■ Data shown ■
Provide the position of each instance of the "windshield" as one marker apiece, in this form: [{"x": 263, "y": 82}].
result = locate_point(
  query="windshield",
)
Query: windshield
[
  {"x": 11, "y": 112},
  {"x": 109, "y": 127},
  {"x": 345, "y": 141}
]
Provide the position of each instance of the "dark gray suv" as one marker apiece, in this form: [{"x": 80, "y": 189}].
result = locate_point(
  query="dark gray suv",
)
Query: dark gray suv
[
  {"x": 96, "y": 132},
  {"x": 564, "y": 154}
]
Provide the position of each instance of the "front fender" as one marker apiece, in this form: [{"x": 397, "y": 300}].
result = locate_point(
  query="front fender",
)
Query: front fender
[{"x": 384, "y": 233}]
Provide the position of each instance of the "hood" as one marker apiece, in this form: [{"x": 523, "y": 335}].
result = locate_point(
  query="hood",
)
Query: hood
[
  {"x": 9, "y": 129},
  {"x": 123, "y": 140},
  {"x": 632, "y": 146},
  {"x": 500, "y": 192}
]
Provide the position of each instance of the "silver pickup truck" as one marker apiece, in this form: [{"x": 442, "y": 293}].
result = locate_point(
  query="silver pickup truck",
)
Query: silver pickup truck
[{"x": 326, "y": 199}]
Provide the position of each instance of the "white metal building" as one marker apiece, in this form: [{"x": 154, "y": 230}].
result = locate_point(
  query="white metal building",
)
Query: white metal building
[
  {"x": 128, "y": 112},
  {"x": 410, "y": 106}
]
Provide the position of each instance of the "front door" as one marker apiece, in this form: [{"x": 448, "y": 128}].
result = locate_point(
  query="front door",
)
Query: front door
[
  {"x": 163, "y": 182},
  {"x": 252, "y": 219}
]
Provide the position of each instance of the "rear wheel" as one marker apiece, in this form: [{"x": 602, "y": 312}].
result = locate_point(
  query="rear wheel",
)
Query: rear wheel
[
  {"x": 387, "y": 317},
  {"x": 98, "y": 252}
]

■ Exercise details ■
Every line of the material above that contains "this" should be counted; give the total only.

■ Expected answer ■
8